# Prompt
Reproduce the records in full. Alter nothing.

----

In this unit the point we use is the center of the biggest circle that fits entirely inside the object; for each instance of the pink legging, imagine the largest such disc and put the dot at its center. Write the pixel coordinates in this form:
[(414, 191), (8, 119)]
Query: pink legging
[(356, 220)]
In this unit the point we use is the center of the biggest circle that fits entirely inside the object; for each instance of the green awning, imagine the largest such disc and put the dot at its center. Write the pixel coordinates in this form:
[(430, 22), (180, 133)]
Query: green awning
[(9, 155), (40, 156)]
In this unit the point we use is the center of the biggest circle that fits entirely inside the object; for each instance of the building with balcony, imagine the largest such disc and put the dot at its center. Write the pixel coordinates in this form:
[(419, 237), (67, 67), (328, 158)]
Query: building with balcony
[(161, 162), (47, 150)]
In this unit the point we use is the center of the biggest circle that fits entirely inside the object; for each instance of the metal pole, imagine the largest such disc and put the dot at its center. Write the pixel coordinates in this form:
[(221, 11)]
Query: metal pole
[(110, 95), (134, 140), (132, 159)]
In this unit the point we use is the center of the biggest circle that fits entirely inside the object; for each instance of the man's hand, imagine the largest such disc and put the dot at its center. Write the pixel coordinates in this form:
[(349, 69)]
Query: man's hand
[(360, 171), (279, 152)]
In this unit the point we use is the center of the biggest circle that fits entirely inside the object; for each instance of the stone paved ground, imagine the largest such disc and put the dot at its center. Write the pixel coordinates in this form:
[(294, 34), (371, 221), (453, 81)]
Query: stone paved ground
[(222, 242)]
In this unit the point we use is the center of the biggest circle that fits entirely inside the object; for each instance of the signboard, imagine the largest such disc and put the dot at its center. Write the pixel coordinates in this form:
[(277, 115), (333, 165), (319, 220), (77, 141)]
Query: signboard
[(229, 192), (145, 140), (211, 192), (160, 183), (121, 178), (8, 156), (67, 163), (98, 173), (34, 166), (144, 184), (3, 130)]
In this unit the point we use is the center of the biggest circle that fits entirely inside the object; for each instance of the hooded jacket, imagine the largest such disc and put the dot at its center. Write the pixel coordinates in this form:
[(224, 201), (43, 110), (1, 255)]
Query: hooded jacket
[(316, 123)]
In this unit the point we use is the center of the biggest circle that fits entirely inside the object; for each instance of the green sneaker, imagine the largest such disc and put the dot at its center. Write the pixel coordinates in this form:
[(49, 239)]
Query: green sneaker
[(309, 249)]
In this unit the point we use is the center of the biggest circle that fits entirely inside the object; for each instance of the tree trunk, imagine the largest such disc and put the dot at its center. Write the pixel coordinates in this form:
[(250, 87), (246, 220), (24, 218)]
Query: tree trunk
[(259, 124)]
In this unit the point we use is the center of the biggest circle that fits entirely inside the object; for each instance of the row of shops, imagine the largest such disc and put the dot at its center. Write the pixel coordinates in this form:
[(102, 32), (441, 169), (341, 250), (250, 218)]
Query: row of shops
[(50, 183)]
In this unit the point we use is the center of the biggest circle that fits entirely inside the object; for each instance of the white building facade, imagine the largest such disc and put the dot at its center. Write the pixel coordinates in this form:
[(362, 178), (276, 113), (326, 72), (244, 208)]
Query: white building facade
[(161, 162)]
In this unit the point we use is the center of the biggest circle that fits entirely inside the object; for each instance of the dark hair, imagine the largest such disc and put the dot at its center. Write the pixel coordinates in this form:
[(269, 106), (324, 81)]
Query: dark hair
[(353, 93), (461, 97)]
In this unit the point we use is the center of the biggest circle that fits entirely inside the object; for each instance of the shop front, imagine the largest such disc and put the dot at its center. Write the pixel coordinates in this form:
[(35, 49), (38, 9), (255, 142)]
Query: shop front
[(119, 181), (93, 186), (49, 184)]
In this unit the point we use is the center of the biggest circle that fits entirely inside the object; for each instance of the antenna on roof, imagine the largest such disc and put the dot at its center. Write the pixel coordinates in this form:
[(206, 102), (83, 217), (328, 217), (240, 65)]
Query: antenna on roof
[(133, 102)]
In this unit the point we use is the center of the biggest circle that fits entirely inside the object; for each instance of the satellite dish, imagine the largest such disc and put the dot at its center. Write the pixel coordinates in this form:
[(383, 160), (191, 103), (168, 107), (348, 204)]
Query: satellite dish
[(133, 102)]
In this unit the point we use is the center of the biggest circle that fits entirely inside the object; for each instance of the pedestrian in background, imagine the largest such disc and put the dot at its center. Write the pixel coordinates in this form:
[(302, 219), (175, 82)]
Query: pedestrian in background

----

# Task output
In this unit the point we use is the center of the biggest circle that fits entirely inside the object; for each instance of the pink legging, imagine the largest such disc and put the dot at its center. Write the pixel coordinates in this form:
[(414, 191), (8, 119)]
Query: pink legging
[(356, 220)]
In this unit the point we use is the center of the biggest circle that fits entirely inside the object; for each instance of the green awning, imagine the largest such disc and put the dot at its center. Write the pixel coordinates in this form:
[(430, 22), (180, 133)]
Query: green awning
[(9, 155), (40, 156)]
In this unit the point we use is the center of the biggest circle that fits entirely inside the object; for each instance of the building with balcony, imagine the largest such disc and put the dot at its center. Write the pixel coordinates in this form:
[(419, 237), (67, 67), (328, 158)]
Query: building with balcony
[(161, 162), (47, 150)]
In this unit the point we use is the center of the biggest circle that fits entirely inside the object; for each instance of the metal pole, imagine the largest such disc and put the dot at its center. Write the pixel coordinates in this form:
[(221, 11)]
Query: metal pole
[(110, 95), (134, 140), (132, 159)]
In this unit the point we use is the center of the biggest circle that fits entirely inside the object; for each instance of the man's hand, imagine the largest such disc and put the dot at its center. Write the pixel coordinates in this form:
[(349, 69)]
Query: man's hand
[(360, 171), (279, 152)]
In this unit the point we use is the center of the biggest circle that fits entirely inside the object; for each instance of the stone paved ground, imagine the largest such disc and put the dot at its center. Write the pixel coordinates in this form:
[(294, 34), (371, 221), (453, 81)]
Query: stone paved ground
[(222, 242)]
In this unit the point we use is the center of the biggest circle that fits entirely inside the object; for each instance of the signboard, imagine the largest such disc and put the dot at its center. Write the pixel coordinates in this form:
[(277, 115), (333, 165), (319, 220), (77, 141)]
Query: signboard
[(229, 192), (145, 140), (211, 192), (160, 183), (121, 178), (8, 156), (67, 163), (98, 173), (34, 166), (144, 184), (3, 130)]
In this unit the point we use is the center of the biggest circle that fits entirely inside the object; for each instance of the hooded jacket, imagine the largest such disc and put the dot at its center. Write the pixel coordinates in this form:
[(224, 201), (43, 110), (1, 255)]
Query: hooded jacket
[(316, 123)]
In this unit the point we use is the center of the biggest circle that fits entirely inside the object; for each instance of the green sneaker, imagine the largest such disc and put the dot at its center. Write the pixel coordinates in this form:
[(49, 239)]
Query: green sneaker
[(309, 249)]
In this unit the point we use is the center of the biggest circle that fits entirely inside the object; for each instance of the tree trunk, imagine the largest such disc and put the dot at its center. Write the pixel coordinates in this form:
[(250, 87), (246, 220), (24, 218)]
Query: tree trunk
[(259, 124)]
In this unit the point we use is the center of the biggest circle that fits entirely inside the object; for each instance of the row of shops, imagine the largest such disc and put the dot at its center. Write the pixel coordinates in this form:
[(102, 32), (441, 169), (341, 250), (250, 218)]
Query: row of shops
[(50, 183)]
In this unit the point we use is the center of the biggest circle that fits entirely inside the object; for each instance of the white building facade, imagine the largest such disc and put the dot at its center. Write the pixel coordinates in this form:
[(362, 178), (276, 113), (326, 72), (244, 208)]
Query: white building facade
[(161, 162)]
In this unit the point we use is the center of the biggest circle that fits entirely inside the object; for each instance of the dark hair, imagine the largest such disc and put the dot at its center. Write the pixel coordinates in this form:
[(269, 106), (324, 81)]
Query: dark hair
[(353, 93), (461, 97)]
In this unit the point we use is the center of the biggest circle that fits entirely inside the object; for each instance of the shop front, imagine the largest such disc and put the dot at its center. Write the pixel coordinates in this form:
[(35, 49), (38, 9), (255, 142)]
Query: shop front
[(119, 181), (93, 186), (49, 184)]
In this unit the point we use is the center of the biggest circle that fits entirely inside the object; for each instance of the antenna on roof, imagine the largest such disc and put the dot at its center. Write the pixel coordinates in this form:
[(206, 102), (83, 217), (328, 217), (240, 65)]
Query: antenna on roof
[(133, 102)]
In this unit the point we use is the center of the biggest circle that fits entirely inside the object; for each instance of the satellite dish, imagine the largest such disc and put the dot at its center. Write the pixel coordinates in this form:
[(383, 160), (191, 103), (168, 107), (348, 204)]
Query: satellite dish
[(133, 102)]
In this unit the point we use is the center of the biggest circle that fits entirely inside the object; for each instance of the pedestrian in background, imagine the largest such disc and put the dot at its center. Write the pixel coordinates in this form:
[(302, 219), (175, 82)]
Query: pedestrian in background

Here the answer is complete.